START Text

A mosquito bites a person's hand.

GCPH: Mosquitoes can do more than just bite

Take precautions against contracting West Nile virus

July 9, 2024

Mosquitoes are an annual annoyance and no one loves getting bit. In Colorado, some mosquitoes carry the West Nile virus, a rare but serious illness.

The virus circulates in sick birds in late June to early September. It is transmitted to people when Culex tarsalis mosquitos bite an infected bird and then bite a person.
Areas around the Colorado River Valley have had higher numbers of Culex mosquitos. Garfield County reports weekly trapping and testing results to assess mosquito risk.

Most people show no symptoms, but in rare cases, the virus can cause serious brain infections. There is no vaccine to prevent West Nile virus. The only way to reduce your risk is to take precautions to avoid bites.

The 4-Ds of prevention

Drain standing water – a mosquito can lay up to 300 eggs in a puddle the size of a bottle cap.
Dusk and dawn limit activity – this is when mosquitoes are most active.
DEET or other effective repellents – repellents work by helping to prevent mosquitoes from biting you.
Dress appropriately – wear long sleeves and pants during dusk and dawn when mosquitos are most active.

Groups most at risk

Older and immunocompromised people
Most people who are infected have a minor illness and recover fully. But older people and those with weak immune systems are more likely to get a serious illness from the infection.
Pets occasionally get West Nile virus and very rarely get sick. Horses are more susceptible to serious illness than dogs and cats. A vaccine is available for Equine West Nile virus.

END Text
START Records supplied

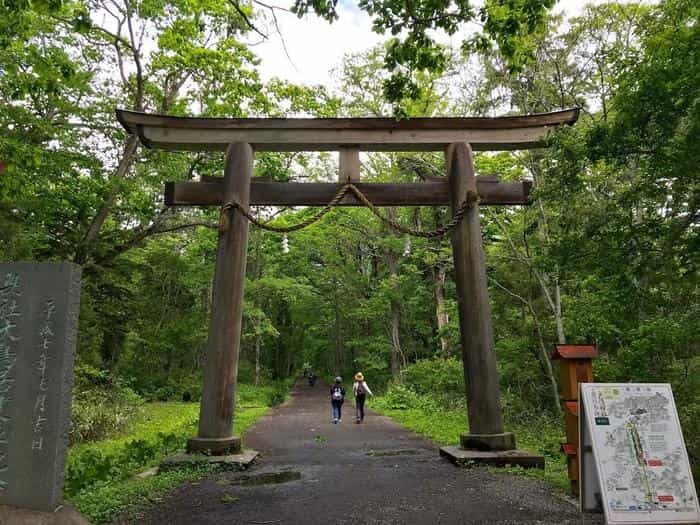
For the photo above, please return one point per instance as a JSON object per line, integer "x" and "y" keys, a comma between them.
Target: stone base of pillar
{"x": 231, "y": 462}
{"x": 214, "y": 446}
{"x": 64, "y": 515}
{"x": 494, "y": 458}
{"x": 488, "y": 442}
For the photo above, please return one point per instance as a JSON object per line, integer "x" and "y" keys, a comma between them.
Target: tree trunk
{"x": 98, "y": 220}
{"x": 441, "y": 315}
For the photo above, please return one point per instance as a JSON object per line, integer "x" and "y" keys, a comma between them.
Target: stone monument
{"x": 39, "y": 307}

END Records supplied
START Records supplied

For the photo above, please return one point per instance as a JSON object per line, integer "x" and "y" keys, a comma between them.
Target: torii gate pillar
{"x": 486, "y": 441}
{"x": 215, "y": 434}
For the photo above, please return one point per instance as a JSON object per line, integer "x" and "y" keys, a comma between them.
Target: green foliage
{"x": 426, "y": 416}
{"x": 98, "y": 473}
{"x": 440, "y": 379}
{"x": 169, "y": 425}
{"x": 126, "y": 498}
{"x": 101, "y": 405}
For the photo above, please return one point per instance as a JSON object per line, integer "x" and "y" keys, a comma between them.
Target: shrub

END Records supplied

**Activity 1**
Decide whether each statement agrees with the West Nile virus notice, answering yes or no and quoting the deciding words from the notice.
(a) A vaccine exists that prevents West Nile virus in people.
(b) Horses are more susceptible to serious illness from the virus than dogs and cats.
(c) Most people infected with the virus show no symptoms.
**Activity 2**
Please answer these questions using the West Nile virus notice.
(a) During what period does the virus circulate in sick birds?
(b) How many eggs can a mosquito lay in a puddle the size of a bottle cap?
(c) How often does Garfield County report its trapping and testing results?
**Activity 3**
In the West Nile virus notice, why are people told to limit activity at dusk and dawn?

**Output 1**
(a) No: "There is no vaccine to prevent West Nile virus."
(b) Yes: "Horses are more susceptible to serious illness than dogs and cats."
(c) Yes: "Most people show no symptoms"

**Output 2**
(a) Late June to early September
(b) Up to 300
(c) Weekly

**Output 3**
Dusk and dawn are when mosquitoes are most active.